“Uneasy lies the head that wears a crown,” Shakespeare wrote. Centuries later, little has changed: The Bard would have found plenty of inspiration in the eternal dramas of the British monarchy.

As has Peter Morgan, screenwriter of the 2006 film “The Queen,” which earned him an Oscar nomination for best screenplay (not to mention a trophy for Helen Mirren in the title role).

But it was Morgan’s 2013 play “The Audience” — about the weekly meetings between the Queen (Mirren) and her prime ministers — that inspired his latest deep dive into the political and personal machinations of British royalty: Netflix’s opulent, ambitious 10-part series “The Crown” (bowing Nov. 4). The drama, which costs $100 million to produce per season, chronicles Queen Elizabeth II as a young wife and mother, struggling with the burdens of a throne that is thrust upon her after her father suddenly dies.

“I’m sick of writing the world of Elizabeth,” admits Morgan. “But when we did the play, the scene between Churchill and the young queen struck me as having lots of potential — this young 25-year-old girl and this 73-year-old, this daughter and this grandfather. And yet he was so in awe of her.”

At first, Morgan thought he might have material for a movie — with Winston Churchill training Elizabeth, à la “Educating Rita” — but as he began to flesh out the idea, he realized there was a broader story to be told: about Elizabeth’s marriage; her relationships with her sister, her mother, and her grandmother; and her evolution into the iconic figure who still reigns today.

Enter longtime producing partner Andy Harries, chief executive of Left Bank Pictures, who encouraged Morgan to develop the concept as a TV series. Morgan, says Harries, “could sense the mood away from film and the rapid rise of cinema-based television and television with real ambition.”

They recruited director Stephen Daldry (“The Hours”), with whom they’d worked on “The Audience.”  “We started thinking about the history of post-war Britain through the prism of this extraordinary family and their constitutional relationship with the government and the country,” says Daldry. “The subject matter just kept on yielding — telling the story of this very challenging and challenged family.”

The trio envisioned the project as a BBC drama, with a U.K. and U.S. broadcast partnership. Sony Pictures TV, as their studio, would also serve as international distributor. They embarked on a U.S. shopping tour in 2014, involving all the usual premium cable suspects. Their last stop was Netflix. True to form, the streaming giant pulled off the ultimate power play, making a “very, very good” offer in the room: a two-season deal for $100 million each year.

▸ Excerpted data

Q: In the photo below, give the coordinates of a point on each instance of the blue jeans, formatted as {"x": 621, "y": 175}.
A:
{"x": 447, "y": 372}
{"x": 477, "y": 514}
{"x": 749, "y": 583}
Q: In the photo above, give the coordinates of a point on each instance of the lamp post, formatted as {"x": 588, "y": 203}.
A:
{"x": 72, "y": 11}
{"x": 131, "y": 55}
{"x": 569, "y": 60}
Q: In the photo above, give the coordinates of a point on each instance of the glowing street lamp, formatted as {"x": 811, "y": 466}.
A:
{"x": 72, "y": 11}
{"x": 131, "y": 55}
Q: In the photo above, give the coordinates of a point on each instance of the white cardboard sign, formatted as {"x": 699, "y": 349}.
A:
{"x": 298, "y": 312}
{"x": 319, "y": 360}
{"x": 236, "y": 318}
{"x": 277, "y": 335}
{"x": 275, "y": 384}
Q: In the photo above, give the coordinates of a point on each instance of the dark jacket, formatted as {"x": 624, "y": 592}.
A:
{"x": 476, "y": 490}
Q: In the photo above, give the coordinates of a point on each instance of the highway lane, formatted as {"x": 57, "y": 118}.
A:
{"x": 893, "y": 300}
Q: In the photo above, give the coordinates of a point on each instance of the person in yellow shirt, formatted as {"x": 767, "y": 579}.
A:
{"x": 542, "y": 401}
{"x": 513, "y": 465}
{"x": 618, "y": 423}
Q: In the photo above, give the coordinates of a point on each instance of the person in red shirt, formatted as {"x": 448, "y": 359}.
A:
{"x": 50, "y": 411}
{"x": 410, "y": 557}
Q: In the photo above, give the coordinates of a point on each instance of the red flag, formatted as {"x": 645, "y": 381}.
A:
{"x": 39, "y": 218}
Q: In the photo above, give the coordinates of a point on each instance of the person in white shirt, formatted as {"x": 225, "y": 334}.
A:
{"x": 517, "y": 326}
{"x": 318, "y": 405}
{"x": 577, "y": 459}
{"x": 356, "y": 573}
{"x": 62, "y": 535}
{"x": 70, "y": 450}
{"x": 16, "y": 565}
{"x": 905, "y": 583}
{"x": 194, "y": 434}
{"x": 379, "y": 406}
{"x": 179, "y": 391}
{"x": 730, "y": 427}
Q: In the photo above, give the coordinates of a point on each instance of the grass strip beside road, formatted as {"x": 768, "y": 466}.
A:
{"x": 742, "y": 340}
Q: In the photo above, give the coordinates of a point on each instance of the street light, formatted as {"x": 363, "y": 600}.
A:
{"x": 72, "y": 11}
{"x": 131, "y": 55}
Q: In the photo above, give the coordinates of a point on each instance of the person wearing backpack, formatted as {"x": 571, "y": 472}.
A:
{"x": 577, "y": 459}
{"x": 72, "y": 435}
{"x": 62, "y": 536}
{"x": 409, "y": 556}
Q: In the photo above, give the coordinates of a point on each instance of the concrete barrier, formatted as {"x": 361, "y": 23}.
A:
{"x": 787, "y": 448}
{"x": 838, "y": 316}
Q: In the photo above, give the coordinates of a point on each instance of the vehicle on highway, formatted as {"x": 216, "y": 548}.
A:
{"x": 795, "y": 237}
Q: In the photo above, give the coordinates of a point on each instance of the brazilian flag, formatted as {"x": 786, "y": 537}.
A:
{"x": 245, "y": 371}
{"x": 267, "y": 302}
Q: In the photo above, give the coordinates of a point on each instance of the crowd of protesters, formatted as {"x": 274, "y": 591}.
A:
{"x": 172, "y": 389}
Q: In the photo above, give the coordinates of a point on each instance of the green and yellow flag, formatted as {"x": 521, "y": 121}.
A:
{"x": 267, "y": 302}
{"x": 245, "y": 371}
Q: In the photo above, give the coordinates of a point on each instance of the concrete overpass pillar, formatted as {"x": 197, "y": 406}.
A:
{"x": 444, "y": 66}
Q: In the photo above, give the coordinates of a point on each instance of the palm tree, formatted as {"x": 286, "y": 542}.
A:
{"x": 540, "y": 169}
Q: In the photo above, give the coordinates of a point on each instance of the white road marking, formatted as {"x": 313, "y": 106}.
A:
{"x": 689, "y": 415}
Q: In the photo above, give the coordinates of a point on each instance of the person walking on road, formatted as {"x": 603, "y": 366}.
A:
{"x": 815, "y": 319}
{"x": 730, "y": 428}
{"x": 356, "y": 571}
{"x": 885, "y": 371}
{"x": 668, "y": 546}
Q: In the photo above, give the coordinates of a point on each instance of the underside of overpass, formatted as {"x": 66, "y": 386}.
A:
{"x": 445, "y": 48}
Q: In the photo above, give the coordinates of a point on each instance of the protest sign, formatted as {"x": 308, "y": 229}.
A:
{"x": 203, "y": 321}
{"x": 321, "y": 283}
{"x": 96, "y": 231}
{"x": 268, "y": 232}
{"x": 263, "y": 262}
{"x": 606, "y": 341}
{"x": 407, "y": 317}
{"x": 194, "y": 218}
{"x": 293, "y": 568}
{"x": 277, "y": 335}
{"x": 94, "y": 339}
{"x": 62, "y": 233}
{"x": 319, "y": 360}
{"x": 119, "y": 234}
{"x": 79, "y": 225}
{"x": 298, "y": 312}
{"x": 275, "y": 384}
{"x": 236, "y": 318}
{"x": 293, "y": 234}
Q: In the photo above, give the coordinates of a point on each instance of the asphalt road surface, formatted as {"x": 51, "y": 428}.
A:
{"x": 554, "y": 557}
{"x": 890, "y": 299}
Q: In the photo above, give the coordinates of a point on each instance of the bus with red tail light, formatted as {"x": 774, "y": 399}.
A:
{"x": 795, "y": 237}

▸ Task 1
Please repeat the passage about The Crown word for word, starting at "At first, Morgan" and ending at "still reigns today.".
▸ Task 2
Continue the passage about The Crown, picking up right after its last sentence.

▸ Expected answer 1
At first, Morgan thought he might have material for a movie — with Winston Churchill training Elizabeth, à la “Educating Rita” — but as he began to flesh out the idea, he realized there was a broader story to be told: about Elizabeth’s marriage; her relationships with her sister, her mother, and her grandmother; and her evolution into the iconic figure who still reigns today.

▸ Expected answer 2
While Netflix won’t confirm that price, VP of content Cindy Holland concedes that the company seized the opportunity to secure global rights to a series with high-profile filmmakers attached, and clear worldwide appeal.

“We’re not afraid to invest in big production values,” she says, “because we think we’re competing for consumers’ time — not just in how they watch television, but also the biggest movies of the day and other entertainment that they may choose to engage in.” She adds, “We’re unashamed in our support of lavish productions when we think those levels will do it justice.”

That investment was key in swaying the team to opt for Netflix over the BBC. “I think the exciting thing about it was it gave us the opportunity to be really ambitious in the kind of people we wanted to work with, and the kind of cast we wanted to get,” Morgan says. “And to put that money on the screen, which is what we did.”

“No one imagines her as a romantic creature, a sexual creature. These are all things that other films explore with other characters. But the Queen — one just doesn’t dare! It’s almost treasonable to think about her in a sexual context.”
Peter Morgan

But perhaps even more crucial than the money, for Morgan and team, was Netflix’s promise not to interfere in the creative process. →

“In the meeting, [Netflix chief content officer Ted Sarandos] and Cindy said, ‘We are very supportive of our filmmakers, and don’t like to give notes,’ at which point Peter got down on his knees and cried, ‘Hallelujah!’ ” Harries recounts.

The Netflix execs were true to their word. Sarandos and Holland attended a two-day read-through at the start of production in London, but have otherwise steered clear. “I’ve had no editorial interference whatsoever,” Morgan notes. “They’ve just come to me as a writer and said, ‘We want to put you in charge of a $200 million company.’ And I feel incredibly responsible, because I don’t want to be the one who screwed it up for the other people.”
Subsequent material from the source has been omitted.